*WHAT THE EXERCISE ASKS*. Please return the entries, omitting and altering nothing.

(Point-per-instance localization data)
Content starts
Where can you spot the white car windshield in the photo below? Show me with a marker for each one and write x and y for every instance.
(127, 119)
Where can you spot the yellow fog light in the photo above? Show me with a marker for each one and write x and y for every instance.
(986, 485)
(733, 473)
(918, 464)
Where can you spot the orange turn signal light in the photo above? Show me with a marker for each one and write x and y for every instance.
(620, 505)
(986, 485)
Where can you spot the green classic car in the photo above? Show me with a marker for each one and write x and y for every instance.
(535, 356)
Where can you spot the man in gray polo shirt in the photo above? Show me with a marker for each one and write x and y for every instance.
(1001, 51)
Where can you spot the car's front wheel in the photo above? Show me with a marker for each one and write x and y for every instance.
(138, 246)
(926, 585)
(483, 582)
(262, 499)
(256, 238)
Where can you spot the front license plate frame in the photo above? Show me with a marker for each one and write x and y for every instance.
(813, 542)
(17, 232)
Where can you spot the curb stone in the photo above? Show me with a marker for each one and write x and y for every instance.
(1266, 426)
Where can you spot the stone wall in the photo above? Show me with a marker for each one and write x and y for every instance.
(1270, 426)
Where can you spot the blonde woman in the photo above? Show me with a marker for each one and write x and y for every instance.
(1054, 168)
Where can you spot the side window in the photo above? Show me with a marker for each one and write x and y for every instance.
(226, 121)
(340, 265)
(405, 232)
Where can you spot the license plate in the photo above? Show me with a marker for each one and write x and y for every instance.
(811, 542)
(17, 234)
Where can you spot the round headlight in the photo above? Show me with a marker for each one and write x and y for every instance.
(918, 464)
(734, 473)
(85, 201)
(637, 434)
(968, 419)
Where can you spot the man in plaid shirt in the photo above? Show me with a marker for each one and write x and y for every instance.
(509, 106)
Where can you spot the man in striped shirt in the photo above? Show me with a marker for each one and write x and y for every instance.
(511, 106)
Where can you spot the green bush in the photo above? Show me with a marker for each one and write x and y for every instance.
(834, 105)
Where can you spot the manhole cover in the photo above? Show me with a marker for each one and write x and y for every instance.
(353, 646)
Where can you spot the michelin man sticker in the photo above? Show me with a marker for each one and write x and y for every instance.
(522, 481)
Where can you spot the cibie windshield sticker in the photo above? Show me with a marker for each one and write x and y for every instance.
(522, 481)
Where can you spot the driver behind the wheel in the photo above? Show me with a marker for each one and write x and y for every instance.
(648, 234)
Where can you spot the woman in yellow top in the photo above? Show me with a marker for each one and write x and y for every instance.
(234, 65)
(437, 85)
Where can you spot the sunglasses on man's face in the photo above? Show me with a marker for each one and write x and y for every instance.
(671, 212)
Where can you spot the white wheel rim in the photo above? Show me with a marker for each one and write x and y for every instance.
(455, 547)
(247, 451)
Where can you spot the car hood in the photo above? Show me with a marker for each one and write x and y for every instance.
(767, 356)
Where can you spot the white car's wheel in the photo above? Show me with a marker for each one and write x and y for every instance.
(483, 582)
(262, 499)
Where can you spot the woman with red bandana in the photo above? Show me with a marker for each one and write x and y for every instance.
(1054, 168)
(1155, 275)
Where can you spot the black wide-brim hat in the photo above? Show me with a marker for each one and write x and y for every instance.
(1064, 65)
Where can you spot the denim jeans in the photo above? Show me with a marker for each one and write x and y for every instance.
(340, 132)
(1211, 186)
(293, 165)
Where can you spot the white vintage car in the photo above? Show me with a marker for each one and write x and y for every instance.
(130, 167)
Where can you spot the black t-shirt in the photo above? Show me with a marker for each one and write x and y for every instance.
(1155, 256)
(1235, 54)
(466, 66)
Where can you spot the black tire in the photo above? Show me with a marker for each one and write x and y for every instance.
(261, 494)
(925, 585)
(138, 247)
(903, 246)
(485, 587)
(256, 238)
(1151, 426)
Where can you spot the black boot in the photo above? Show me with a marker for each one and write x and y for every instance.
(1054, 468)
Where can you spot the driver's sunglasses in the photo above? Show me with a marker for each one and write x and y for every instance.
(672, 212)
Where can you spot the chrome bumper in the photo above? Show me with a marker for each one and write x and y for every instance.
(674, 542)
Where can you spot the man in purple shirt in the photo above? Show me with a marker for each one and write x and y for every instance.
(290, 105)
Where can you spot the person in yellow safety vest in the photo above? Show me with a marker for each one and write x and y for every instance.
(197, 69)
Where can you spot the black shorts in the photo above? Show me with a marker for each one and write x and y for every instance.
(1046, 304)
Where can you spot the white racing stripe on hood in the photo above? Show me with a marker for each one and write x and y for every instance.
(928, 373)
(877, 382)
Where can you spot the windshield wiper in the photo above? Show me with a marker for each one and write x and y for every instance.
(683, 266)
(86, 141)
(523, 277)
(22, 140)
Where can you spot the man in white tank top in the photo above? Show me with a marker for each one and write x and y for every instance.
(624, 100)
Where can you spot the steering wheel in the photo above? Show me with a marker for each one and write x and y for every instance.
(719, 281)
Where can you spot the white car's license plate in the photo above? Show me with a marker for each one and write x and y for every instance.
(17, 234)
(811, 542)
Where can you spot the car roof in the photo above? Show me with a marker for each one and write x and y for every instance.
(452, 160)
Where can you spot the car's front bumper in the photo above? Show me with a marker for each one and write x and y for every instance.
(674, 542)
Content ends
*SOLUTION TO THE EXERCISE*.
Where can you spot the white car windshield in the photo below? Show me with a marker for each one and write x and y for every instance.
(127, 119)
Where can you spot the yellow fog light in the photo above? Show me with a marker for each one and write x and y for every instance.
(986, 485)
(733, 473)
(918, 464)
Where can you spot the orange turn signal light in the photo above? Show me with a marker for each one and write x and y for every instance.
(620, 505)
(986, 485)
Where can you spot the green classic car in the photo above? Show me with a marker for each one and write x and y for every instance.
(535, 356)
Where can you spot the man in gray polo shirt in the photo above? Show me with a marker for each one and write x and y for every instance.
(1001, 51)
Where can you spot the car's front wheel in the photo above? Show me with a marker for each one and write x and y for every instance.
(138, 246)
(926, 585)
(483, 582)
(262, 499)
(256, 238)
Where can you spot the front license plate frame in the photo above? Show me with a marker for each one and write x and y for every instance.
(813, 542)
(17, 232)
Where can you spot the curb stone in the photo above? Show me with a marker for each one and write x and y for every instance.
(1266, 426)
Where can you spot the stone wall in the photo above? Show me with a marker for each one and write x and y for every instance.
(1270, 426)
Where can you spot the blonde woman in the photo above? Show me with a marker for each one and write x and y for every instance.
(1054, 168)
Where can you spot the side window in the photo above? Show me with a marker for each one and write x and y for every instance.
(226, 121)
(340, 265)
(405, 232)
Where can you spot the license plate in the photo above? Show me with a marker for each one and write x and y for every instance.
(811, 542)
(17, 234)
Where can you spot the round headlight in the photo above? Show me with a marker for each one and write x and y for every instance.
(918, 464)
(734, 473)
(85, 201)
(637, 434)
(968, 419)
Where can you spot the man in plaid shirt in the photo above? Show me with a marker for each one and write x and y for every instance.
(509, 106)
Where can you spot the man in striped shirt in the photo above? Show me with a marker for each one and write x and y for every instance.
(511, 106)
Where can you spot the green bush in the photo above? Show me with a marker for each one and write x and y for every instance.
(834, 105)
Where can you spot the manhole cover in the photo above? Show me with a marker for each one and write x and y for every instance.
(353, 646)
Where can you spot the michelin man sticker in the photo above? Show me with a marker for each one and write x and y for every instance.
(522, 481)
Where can you spot the cibie windshield sticker in the photo above? Show me with a marker for each one and write x and y for every instance.
(522, 481)
Where can you spot the driver behind the wheel in the photo above? Show me with a marker for each one and write x and y for every instance.
(648, 234)
Where can you spot the woman in yellow top in the photo above? Show me with a marker for each one and write x and y for every instance.
(234, 65)
(437, 85)
Where can you spot the sunglasses on man's face in the photo above? Show me with a marker for each one and write x and y for every instance.
(671, 212)
Where can you spot the white wheel rim in the photo above? Show me with a marker for each one and write x and y for every instance.
(455, 547)
(247, 451)
Where can you spot the car hood in the photo above? Show me with a marker for each one and write x and y for every instance.
(767, 356)
Where can you spot the white car's wheel in the photo above? Show me with a marker for each one and write x and y for every instance.
(483, 582)
(262, 499)
Where can you spot the woman with red bandana in the photo above? Show me with a marker for each one and write x and y for every instance.
(1054, 168)
(1155, 275)
Where can you spot the black wide-brim hat in the photo above? Show me with a marker for each one and write x and y for every instance.
(1064, 65)
Where can you spot the denim jeans in the photo above? Show me with a marker for each one and write x and y for every instance.
(340, 132)
(1211, 186)
(293, 165)
Where can you spot the white vintage car in the photo above? Show me with a marker for each one and write x and y for every instance.
(130, 167)
Where can you spot the black t-shirt in the photo above? Show me with a marker for each one and write x and y for every instance.
(1155, 256)
(1235, 54)
(466, 66)
Where can you spot the black tire in the photo above? Show me with a marker for each one and write x and y for every instance.
(261, 494)
(925, 585)
(138, 247)
(903, 246)
(485, 587)
(256, 238)
(1151, 426)
Where can you spot the black boot in the photo above? Show me with a marker for each one and write x and y for every instance.
(1054, 468)
Where can you spot the driver's sunglasses in the photo above? Show me with a marker for each one and write x and y for every instance.
(672, 212)
Where can you spot the chrome bumper in the photo above? Show me with a marker for each one and write x and y for every instance.
(674, 542)
Where can you spot the man in purple shirt in the photo above? Show me with a marker for each one and write x and y for every instance.
(290, 105)
Where can you spot the person in yellow safety vest in the photo above? Show me with a marker for each one and write x and y for every instance.
(197, 69)
Where can you spot the black shorts in the photo above? Show me with a marker for each one and write x and y for every instance.
(1046, 304)
Where can you spot the white racing stripe on hood in the photo above? Show me with a marker for each one and write x and y for every instance.
(928, 373)
(877, 382)
Where can you spot the windshield wiper in the photo above? Show me with a marker for each one and write x and y for every instance.
(683, 266)
(86, 141)
(523, 277)
(22, 140)
Where can you spot the man in white tank top in the photo above? Show me with a marker for each one and write x and y for every instance.
(624, 100)
Where can you spot the steering wheel in the photo above? Show me with a marker for each one and write x and y for every instance.
(719, 281)
Where can you spot the white car's license plate in the photo above? Show me with a marker for each one and write x and y for every instance.
(17, 234)
(811, 542)
Where can you spot the car roof in the photo above? Show me with a marker for each one and write x and y for every instance.
(452, 160)
Where can you spot the car's front bumper in the photo above? Show me with a marker for each one and write x and y for every instance.
(674, 542)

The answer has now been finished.